§ BRANO PROPOSTO
· · · · · · ·

Funny Dunny – The Waiting Grounds

Funny Dunny - The Waiting Grounds: Se c'è una cosa che non si dovrebbe mai fare prima di parlare di un disco è quella di aver letto ciò che ne hanno scritt...

Funny Dunny – The Waiting Grounds

Se c’è una cosa che non si dovrebbe mai fare prima di parlare di un disco è quella di aver letto ciò che ne hanno scritto altri, e se poi questi altri corrispondono al nome dell’ottimo Manuel Giatiani di Rumore, certe intuizioni che si volevano far proprie vengono subito a decadere.

· · · · · · ·

§ DATI FORNITI

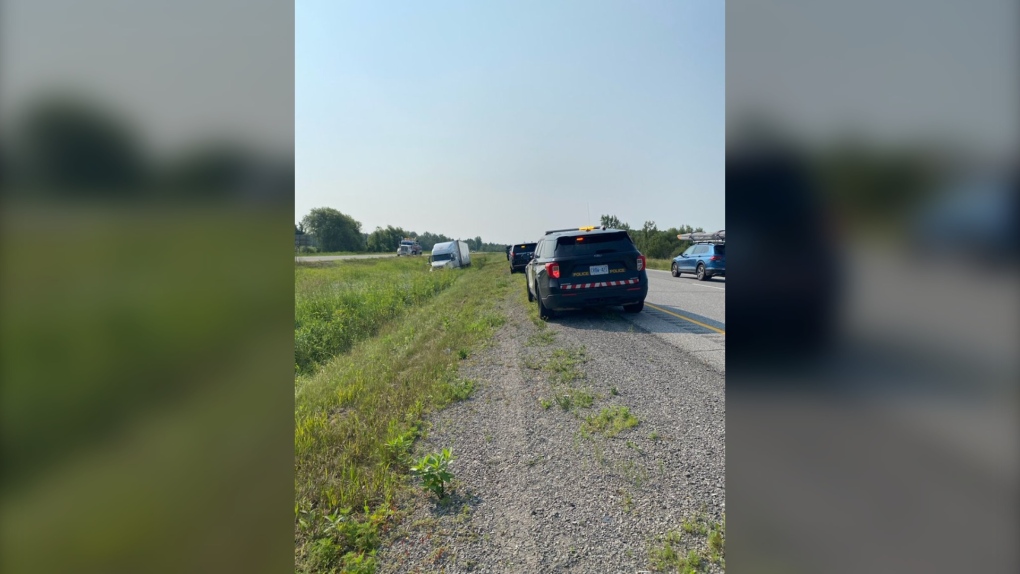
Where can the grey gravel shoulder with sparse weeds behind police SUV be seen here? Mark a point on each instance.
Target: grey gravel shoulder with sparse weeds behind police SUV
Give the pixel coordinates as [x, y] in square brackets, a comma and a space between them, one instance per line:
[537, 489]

· · · · · · ·

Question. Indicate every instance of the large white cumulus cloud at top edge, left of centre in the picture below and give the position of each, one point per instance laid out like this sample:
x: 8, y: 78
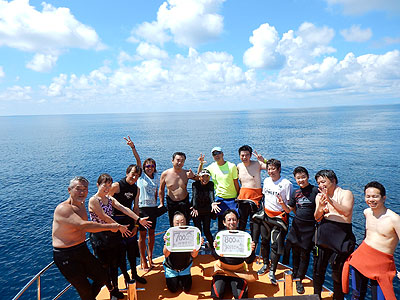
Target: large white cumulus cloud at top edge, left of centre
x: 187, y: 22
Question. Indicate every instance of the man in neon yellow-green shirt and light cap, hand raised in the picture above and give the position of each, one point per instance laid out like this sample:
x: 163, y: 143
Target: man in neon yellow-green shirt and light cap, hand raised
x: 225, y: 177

· · · · · · ·

§ CONSEGNA
Riprendi la recensione di Funny Dunny – The Waiting Grounds e scrivi il seguito partendo dopo l'ultima frase.

§ ESERCIZIO SVOLTO
Mettiamola così, anch’io come il suddetto avrei voluto introdurre la mia recensione descrivrendo questo quintetto dalla foto che campeggia sulla copertina dell’album perchè, in questo caso più che in altri, dai visi, dall’abbigliamento e dalla strafottenza di chi vi compare si può capire cosa si andrà ad ascoltare poggiando la puntina sui solchi di questo “The Waiting Grounds”.
Pazienza, che ci volete fare mi toccherà parlare “solo” di musica, che poi è quello che dovrei fare, ma, chi mi legge lo sa, a me un po’ di sana coloritura alle mie righe piace proprio darla e vabbè sarà per la prossima volta.
Ah già, dovevo parlare di musica, e, nel caso dei Funny Dunny, si può tranquillamente dire: e che musica!
Dieci pezzi di grande garage punk’n’roll che riconciliano con l’esistenza e, a chi mi obbietterà che non sono nulla di innovativo, risponderò con una sentita e sonora pernacchia.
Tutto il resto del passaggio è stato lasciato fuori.